*WHAT THE TASK ASKS*. Please pull every line of text from all the entries below, word for word, and leave the pictures out of your answer.
## Begin PROVIDED RECORDS
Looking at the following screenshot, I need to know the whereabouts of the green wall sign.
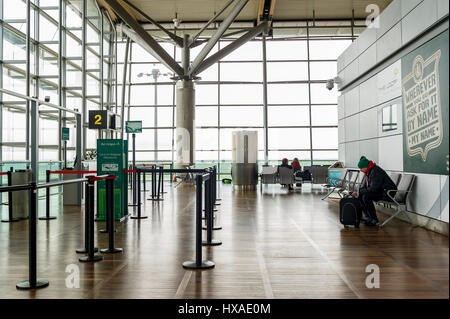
[125,121,142,133]
[61,127,70,141]
[402,30,449,175]
[97,139,128,220]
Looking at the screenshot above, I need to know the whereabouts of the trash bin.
[11,169,31,219]
[63,168,81,206]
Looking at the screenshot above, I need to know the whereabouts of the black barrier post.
[39,171,57,220]
[202,175,222,246]
[131,133,136,205]
[142,171,147,192]
[157,166,164,200]
[16,182,49,289]
[183,174,215,269]
[2,172,20,223]
[130,170,148,219]
[76,183,98,254]
[79,179,103,262]
[100,178,123,254]
[214,165,222,201]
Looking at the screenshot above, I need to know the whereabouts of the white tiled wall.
[338,0,449,223]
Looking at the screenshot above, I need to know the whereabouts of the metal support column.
[262,35,269,165]
[30,100,39,184]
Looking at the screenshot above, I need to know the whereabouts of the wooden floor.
[0,184,449,298]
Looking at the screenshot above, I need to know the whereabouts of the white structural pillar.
[175,34,195,167]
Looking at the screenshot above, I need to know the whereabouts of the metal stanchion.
[79,179,103,262]
[100,176,123,254]
[16,182,49,289]
[2,171,20,223]
[39,170,56,220]
[76,183,98,254]
[202,172,222,246]
[130,170,148,219]
[183,174,215,269]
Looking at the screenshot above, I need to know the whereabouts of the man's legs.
[359,193,383,224]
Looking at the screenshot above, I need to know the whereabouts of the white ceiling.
[125,0,392,22]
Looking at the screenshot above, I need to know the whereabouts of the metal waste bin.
[11,169,31,219]
[63,169,81,206]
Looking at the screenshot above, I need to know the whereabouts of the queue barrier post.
[39,169,56,220]
[2,172,20,223]
[202,175,222,246]
[100,175,123,254]
[76,178,98,254]
[183,174,215,269]
[130,169,148,219]
[16,182,49,290]
[79,178,103,262]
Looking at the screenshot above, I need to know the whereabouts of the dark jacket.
[359,165,397,197]
[278,164,292,172]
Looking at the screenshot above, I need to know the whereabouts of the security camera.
[172,18,181,28]
[327,79,334,91]
[326,77,341,91]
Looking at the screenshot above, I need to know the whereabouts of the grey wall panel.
[437,0,448,19]
[344,87,359,117]
[359,76,378,111]
[344,39,359,66]
[377,60,402,104]
[358,28,377,55]
[345,142,361,168]
[408,174,441,219]
[358,44,377,74]
[359,107,378,140]
[338,94,345,120]
[377,23,402,62]
[378,135,403,171]
[344,114,359,142]
[359,139,378,163]
[377,0,402,39]
[337,54,345,73]
[343,59,360,84]
[338,144,345,165]
[377,98,403,137]
[402,0,423,18]
[402,0,437,44]
[338,120,345,143]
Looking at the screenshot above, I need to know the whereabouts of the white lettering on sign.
[402,50,443,162]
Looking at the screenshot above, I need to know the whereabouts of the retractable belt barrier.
[0,175,116,289]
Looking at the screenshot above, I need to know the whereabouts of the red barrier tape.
[50,171,97,174]
[89,175,116,182]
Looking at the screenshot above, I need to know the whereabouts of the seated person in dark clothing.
[291,157,302,187]
[278,158,294,190]
[352,156,397,226]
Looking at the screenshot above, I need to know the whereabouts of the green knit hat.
[358,156,369,168]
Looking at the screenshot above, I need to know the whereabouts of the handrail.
[0,88,81,115]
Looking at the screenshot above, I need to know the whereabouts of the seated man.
[278,158,294,190]
[352,156,397,226]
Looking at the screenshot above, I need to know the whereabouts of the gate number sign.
[89,110,108,130]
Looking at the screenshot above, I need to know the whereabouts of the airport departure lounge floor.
[0,185,449,298]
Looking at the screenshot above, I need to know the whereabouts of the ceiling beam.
[189,0,249,75]
[105,0,184,76]
[258,0,277,30]
[123,0,183,47]
[193,21,268,75]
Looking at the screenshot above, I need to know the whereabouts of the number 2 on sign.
[95,114,102,125]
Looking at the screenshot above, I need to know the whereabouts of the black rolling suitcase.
[339,197,362,228]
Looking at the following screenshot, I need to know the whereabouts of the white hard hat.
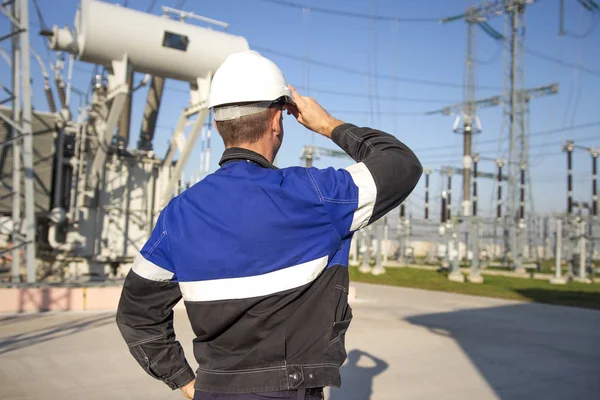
## End PROVIDED RECORDS
*FULL ANSWER*.
Looking at the following screenshot, I need to know the whereabouts of the green wall sign.
[125,121,142,133]
[61,127,70,141]
[402,30,449,175]
[97,139,128,220]
Looking at the screenshot above, I need to know the whereabouts of the trash bin.
[11,169,31,219]
[63,168,81,206]
Looking at the screenshot above, I need to know the whereabouts of the black barrier post.
[39,171,57,220]
[202,175,222,246]
[131,133,136,205]
[142,171,147,192]
[157,166,164,200]
[16,182,49,289]
[183,174,215,269]
[2,172,20,223]
[130,170,148,219]
[76,183,98,254]
[79,179,103,262]
[100,178,123,254]
[214,165,222,201]
Looking at the screenshot above, I need to know the whereabouts of the white tiled wall.
[338,0,449,223]
Looking at the screenshot above, I need to know the whereabouts of the metal support column.
[262,35,269,165]
[30,100,39,184]
Looking at the screenshot above, I need to know the whereabouts of the wooden floor.
[0,184,449,298]
Looking at the screenshot above, I need to know the whereabouts of the white structural pillar.
[175,34,195,167]
Looking at the screenshot above, I need to know the whereabouts of the metal stanchion.
[79,179,103,262]
[100,176,123,254]
[16,182,49,289]
[2,171,20,223]
[39,170,56,220]
[76,183,98,254]
[202,172,222,246]
[130,170,148,219]
[183,174,215,269]
Looking at the screenshot above, I need to know the whereabouts of the man's legs.
[359,193,383,224]
Looking at the screenshot above, I need to know the whereabouts of the white ceiling.
[125,0,392,22]
Looking at the screenshot above, I need to know the whereabouts of the metal waste bin.
[11,169,31,219]
[63,169,81,206]
Looking at the screenshot above, I need to know the whereabouts of the queue barrier post.
[39,169,56,220]
[2,172,20,223]
[202,175,222,246]
[100,175,123,254]
[76,178,98,254]
[183,174,215,269]
[130,169,148,219]
[16,182,49,290]
[79,178,103,262]
Looking at the screenshot above, I need to know the whereabouts of the dark jacket.
[359,165,397,197]
[278,164,292,172]
Looking at the screenshot above, I need to know the whereabouts of the security camera.
[172,18,181,28]
[327,79,334,91]
[326,77,341,91]
Looking at the screenshot above, I need to know the whereabouts of the grey wall panel.
[437,0,448,19]
[344,87,359,117]
[359,76,378,111]
[344,39,359,66]
[377,60,402,104]
[358,28,377,55]
[345,142,361,168]
[408,174,441,219]
[358,44,377,74]
[359,107,378,140]
[338,94,345,120]
[377,23,402,62]
[378,135,403,171]
[344,114,359,142]
[359,139,378,163]
[377,0,402,39]
[337,54,345,73]
[343,59,360,84]
[338,144,345,165]
[377,98,403,137]
[402,0,423,18]
[402,0,437,44]
[338,120,345,143]
Looking at the screenshot above, I need to know the whereabouts of the white lettering on sign.
[402,50,443,162]
Looking at the screenshot above, I need to know the whereabouts of the retractable belt barrier.
[0,175,116,289]
Looking at the screenshot above, I need to know the whereabouts of the red barrier tape.
[50,171,97,174]
[89,175,116,182]
Looking at the screenshot above, I need to know the whereabouts of the seated person in dark clothing.
[291,157,302,187]
[278,158,294,190]
[352,156,397,226]
Looking at the screenshot above, I need to know the whereabouts of the green knit hat.
[358,156,369,168]
Looking at the screenshot above, I need to know the whereabouts of the handrail.
[0,88,81,115]
Looking at the screenshot above, I need to know the whereabouts of the seated man.
[278,158,294,190]
[352,156,397,226]
Looking at the screenshot above, I need to know the whereabouts of the gate number sign.
[89,110,108,130]
Looking at the screenshot above, I need to know the whereabouts of the airport departure lounge floor.
[0,185,449,298]
Looking at the screenshot above, I need to know the whereabouts of the ceiling beam.
[189,0,249,75]
[105,0,184,76]
[258,0,277,30]
[123,0,183,47]
[193,21,268,75]
Looking at the screenshot above, I need to know the whereabouts of the number 2 on sign.
[95,114,102,125]
Looking at the screenshot above, I need to know the whereabouts of the black rolling suitcase.
[339,197,362,228]
Looking at the following screenshot, I need to know the whereabouts of the white hard hat.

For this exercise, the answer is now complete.